— START OF DATA SECTION —

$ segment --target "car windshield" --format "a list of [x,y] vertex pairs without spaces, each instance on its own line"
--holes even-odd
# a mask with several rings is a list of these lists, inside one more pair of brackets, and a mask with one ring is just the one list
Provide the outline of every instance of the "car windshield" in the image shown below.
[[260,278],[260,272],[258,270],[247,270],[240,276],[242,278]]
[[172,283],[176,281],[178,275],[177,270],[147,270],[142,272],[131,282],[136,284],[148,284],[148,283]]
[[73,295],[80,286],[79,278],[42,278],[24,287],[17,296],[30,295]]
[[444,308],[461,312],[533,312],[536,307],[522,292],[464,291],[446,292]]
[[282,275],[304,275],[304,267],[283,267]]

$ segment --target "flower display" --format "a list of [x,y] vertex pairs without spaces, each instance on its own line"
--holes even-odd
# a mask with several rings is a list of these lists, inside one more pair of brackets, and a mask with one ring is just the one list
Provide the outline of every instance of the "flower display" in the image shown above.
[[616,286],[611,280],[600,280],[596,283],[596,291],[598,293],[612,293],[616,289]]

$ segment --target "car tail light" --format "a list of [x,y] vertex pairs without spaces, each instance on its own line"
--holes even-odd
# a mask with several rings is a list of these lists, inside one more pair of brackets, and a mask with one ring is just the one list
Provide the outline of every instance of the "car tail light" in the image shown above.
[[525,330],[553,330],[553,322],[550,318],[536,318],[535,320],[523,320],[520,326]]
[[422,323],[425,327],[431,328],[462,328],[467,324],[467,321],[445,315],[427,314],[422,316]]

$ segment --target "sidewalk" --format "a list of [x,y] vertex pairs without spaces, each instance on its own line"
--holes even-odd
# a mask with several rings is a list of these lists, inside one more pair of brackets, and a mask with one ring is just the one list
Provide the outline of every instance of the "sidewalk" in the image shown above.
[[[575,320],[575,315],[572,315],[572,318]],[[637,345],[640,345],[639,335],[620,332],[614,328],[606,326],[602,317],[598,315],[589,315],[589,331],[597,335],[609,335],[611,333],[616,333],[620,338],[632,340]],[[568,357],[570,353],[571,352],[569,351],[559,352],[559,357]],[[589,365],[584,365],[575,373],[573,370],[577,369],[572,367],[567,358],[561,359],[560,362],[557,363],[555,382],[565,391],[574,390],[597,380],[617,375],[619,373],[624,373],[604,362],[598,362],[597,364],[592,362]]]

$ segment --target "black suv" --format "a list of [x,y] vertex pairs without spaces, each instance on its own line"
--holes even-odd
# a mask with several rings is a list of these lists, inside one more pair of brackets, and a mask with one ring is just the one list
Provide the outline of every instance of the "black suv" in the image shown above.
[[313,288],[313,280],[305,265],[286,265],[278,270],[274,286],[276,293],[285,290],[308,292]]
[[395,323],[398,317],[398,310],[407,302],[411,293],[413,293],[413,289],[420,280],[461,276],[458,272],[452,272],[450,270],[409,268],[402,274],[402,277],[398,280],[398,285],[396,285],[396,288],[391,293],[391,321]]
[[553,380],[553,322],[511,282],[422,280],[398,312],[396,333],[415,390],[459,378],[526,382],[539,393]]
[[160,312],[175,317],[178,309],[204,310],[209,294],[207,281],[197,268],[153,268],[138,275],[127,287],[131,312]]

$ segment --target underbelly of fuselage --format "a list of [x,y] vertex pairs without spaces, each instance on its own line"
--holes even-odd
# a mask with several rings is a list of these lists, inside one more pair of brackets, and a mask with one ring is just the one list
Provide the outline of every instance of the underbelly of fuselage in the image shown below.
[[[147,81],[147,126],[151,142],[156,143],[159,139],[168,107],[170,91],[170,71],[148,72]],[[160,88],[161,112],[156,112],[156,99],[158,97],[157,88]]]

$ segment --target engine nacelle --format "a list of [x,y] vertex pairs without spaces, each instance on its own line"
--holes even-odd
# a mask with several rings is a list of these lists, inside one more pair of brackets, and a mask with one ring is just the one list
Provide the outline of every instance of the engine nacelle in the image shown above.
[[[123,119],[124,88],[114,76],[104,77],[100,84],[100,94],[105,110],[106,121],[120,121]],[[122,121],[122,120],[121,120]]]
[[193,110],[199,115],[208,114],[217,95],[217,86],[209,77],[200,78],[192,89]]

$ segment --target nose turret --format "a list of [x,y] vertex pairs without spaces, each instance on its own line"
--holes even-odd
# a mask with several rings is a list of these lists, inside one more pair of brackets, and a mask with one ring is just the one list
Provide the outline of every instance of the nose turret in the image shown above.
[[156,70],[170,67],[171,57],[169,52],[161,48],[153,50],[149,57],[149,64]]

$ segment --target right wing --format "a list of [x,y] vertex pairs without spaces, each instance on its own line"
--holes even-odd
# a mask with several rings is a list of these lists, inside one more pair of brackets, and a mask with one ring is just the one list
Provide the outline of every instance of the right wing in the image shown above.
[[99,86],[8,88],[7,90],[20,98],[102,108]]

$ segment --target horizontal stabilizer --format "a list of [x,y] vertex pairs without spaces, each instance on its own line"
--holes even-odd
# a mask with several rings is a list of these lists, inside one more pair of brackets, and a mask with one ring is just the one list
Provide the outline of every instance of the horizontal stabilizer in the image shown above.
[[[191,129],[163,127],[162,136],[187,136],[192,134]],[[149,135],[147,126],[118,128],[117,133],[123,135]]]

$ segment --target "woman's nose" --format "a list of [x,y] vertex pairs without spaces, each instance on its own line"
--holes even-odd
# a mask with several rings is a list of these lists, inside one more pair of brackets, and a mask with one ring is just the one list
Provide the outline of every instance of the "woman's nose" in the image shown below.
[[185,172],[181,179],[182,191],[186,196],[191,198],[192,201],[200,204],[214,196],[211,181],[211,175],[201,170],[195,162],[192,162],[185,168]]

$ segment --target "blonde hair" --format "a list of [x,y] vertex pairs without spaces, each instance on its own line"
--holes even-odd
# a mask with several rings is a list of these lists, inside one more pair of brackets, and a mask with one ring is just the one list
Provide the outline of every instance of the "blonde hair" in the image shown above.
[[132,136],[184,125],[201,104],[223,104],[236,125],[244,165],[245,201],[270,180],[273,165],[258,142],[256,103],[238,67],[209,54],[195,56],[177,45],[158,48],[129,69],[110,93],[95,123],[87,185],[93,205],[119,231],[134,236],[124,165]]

— END OF DATA SECTION —

• _SET TASK_
Write the data out again in full and exactly.

• _RESPONSE TO THE TASK_
$ segment --target "car windshield" --format "a list of [x,y] vertex pairs without spaces, each instance on its own line"
--holes even-odd
# a mask with several rings is a list of these lists, inside one more pair of brackets, and a mask with one ring is just the one list
Provide the outline of every instance of the "car windshield" in the image shown below.
[[260,278],[260,272],[258,270],[247,270],[240,276],[242,278]]
[[172,283],[176,281],[178,275],[177,270],[147,270],[142,272],[131,282],[136,284],[148,284],[148,283]]
[[73,295],[80,286],[79,278],[42,278],[24,287],[17,296],[30,295]]
[[444,308],[461,312],[533,312],[536,307],[522,292],[464,291],[446,292]]
[[282,275],[304,275],[304,267],[283,267]]

$ segment --target "flower display" --format "a list of [x,y] vertex pairs without spaces, each instance on its own line"
--holes even-odd
# a mask with several rings is a list of these lists, inside one more pair of brackets, and a mask with one ring is just the one list
Provide the outline of every instance of the "flower display" in the image shown above.
[[616,286],[611,280],[600,280],[596,283],[596,291],[598,293],[612,293],[616,289]]

$ segment --target "car tail light" --format "a list of [x,y] vertex pairs without spaces, each instance on its own line"
--holes even-odd
# a mask with several rings is a list of these lists, inside one more pair of brackets, and a mask with one ring is just the one list
Provide the outline of every instance of the "car tail light" in the image shown above.
[[525,330],[553,330],[553,322],[550,318],[536,318],[535,320],[523,320],[520,326]]
[[422,323],[425,327],[431,328],[462,328],[467,324],[467,321],[445,315],[427,314],[422,316]]

$ segment --target "sidewalk" --format "a list of [x,y] vertex pairs without spaces, each instance on its own line"
--holes even-odd
# a mask with several rings is a list of these lists, inside one more pair of brackets, and a mask with one ring is just the one list
Provide the outline of every instance of the "sidewalk" in the image shown above.
[[[575,320],[575,315],[572,315],[572,318]],[[637,345],[640,345],[639,335],[620,332],[614,328],[606,326],[602,317],[598,315],[589,315],[589,331],[597,335],[609,335],[611,333],[616,333],[620,338],[632,340]],[[568,357],[570,353],[571,352],[569,351],[559,352],[559,357]],[[589,365],[584,365],[575,373],[573,370],[577,369],[572,367],[567,358],[561,359],[560,362],[557,363],[555,382],[565,391],[574,390],[597,380],[617,375],[619,373],[624,373],[604,362],[598,362],[597,364],[592,362]]]

$ segment --target "black suv" --format "a list of [x,y] vertex pairs without spaces, each instance on its own line"
--holes even-odd
# a mask with several rings is a list of these lists, inside one more pair of brackets, and a mask with one ring is just the one list
Provide the outline of every instance of the "black suv" in the image shown above.
[[313,288],[313,280],[305,265],[286,265],[278,270],[274,286],[276,293],[285,290],[308,292]]
[[395,323],[398,317],[398,310],[407,302],[411,293],[413,293],[413,289],[420,280],[461,276],[458,272],[452,272],[450,270],[409,268],[402,274],[402,277],[398,280],[398,285],[396,285],[396,288],[391,293],[391,321]]
[[553,380],[553,322],[511,282],[422,280],[398,312],[396,333],[415,390],[459,378],[526,382],[539,393]]
[[160,312],[175,317],[178,309],[204,310],[209,294],[207,281],[197,268],[153,268],[138,275],[127,287],[131,312]]

$ segment --target underbelly of fuselage --format "a list of [x,y] vertex pairs without spaces, each instance on its own line"
--holes even-odd
# a mask with several rings is a list of these lists, inside one more pair of brackets, and a mask with one ring is just the one list
Provide the outline of every instance of the underbelly of fuselage in the image shown below.
[[[147,81],[147,126],[151,142],[156,143],[159,139],[168,107],[170,91],[170,71],[148,72]],[[160,88],[161,112],[156,112],[156,99],[158,97],[157,88]]]

$ segment --target engine nacelle --format "a list of [x,y] vertex pairs without spaces, each instance on its own line"
--holes even-odd
# a mask with several rings is a list of these lists, inside one more pair of brackets, and a mask with one ring is just the one list
Provide the outline of every instance of the engine nacelle in the image shown above.
[[[123,119],[124,88],[114,76],[104,77],[100,84],[100,94],[105,110],[106,121],[120,121]],[[122,121],[122,120],[121,120]]]
[[193,110],[199,115],[208,114],[217,95],[217,86],[209,77],[200,78],[192,89]]

$ segment --target nose turret --format "a list of [x,y] vertex pairs without spaces, each instance on its own line"
--holes even-odd
# a mask with several rings is a list of these lists, inside one more pair of brackets, and a mask with one ring is just the one list
Provide the outline of every instance of the nose turret in the image shown above.
[[156,70],[170,67],[171,57],[169,52],[161,48],[153,50],[149,57],[149,64]]

$ segment --target right wing --format "a list of [x,y] vertex pairs without spaces, each instance on its own line"
--holes even-odd
# a mask with several rings is a list of these lists, inside one more pair of brackets, and a mask with one ring is just the one list
Provide the outline of every instance of the right wing in the image shown above.
[[99,86],[8,88],[7,90],[20,98],[102,108]]

$ segment --target horizontal stabilizer --format "a list of [x,y] vertex pairs without spaces, each instance on its own line"
--holes even-odd
# a mask with several rings is a list of these lists, inside one more pair of brackets, and a mask with one ring is just the one list
Provide the outline of every instance of the horizontal stabilizer in the image shown above.
[[[191,129],[163,127],[162,136],[187,136],[192,134]],[[149,135],[147,126],[118,128],[117,133],[123,135]]]

$ segment --target "woman's nose" --format "a list of [x,y] vertex pairs without spaces, each instance on its own line"
--holes even-odd
# a mask with several rings is a list of these lists, inside one more pair of brackets, and a mask with one ring is just the one list
Provide the outline of every instance of the "woman's nose" in the image shown below.
[[185,172],[181,179],[182,191],[186,196],[191,198],[192,201],[200,204],[214,196],[211,181],[211,175],[201,170],[195,162],[192,162],[185,168]]

$ segment --target "blonde hair" --format "a list of [x,y] vertex pairs without spaces, each instance on its own line"
--holes even-odd
# a mask with several rings is a list of these lists, inside one more pair of brackets, and a mask with one ring is just the one list
Provide the outline of every instance of the "blonde hair" in the image shown above.
[[132,136],[184,125],[201,104],[223,104],[236,125],[244,165],[245,201],[270,180],[273,165],[258,142],[256,103],[238,67],[209,54],[195,56],[177,45],[158,48],[129,69],[110,93],[95,123],[87,185],[93,205],[119,231],[134,236],[124,165]]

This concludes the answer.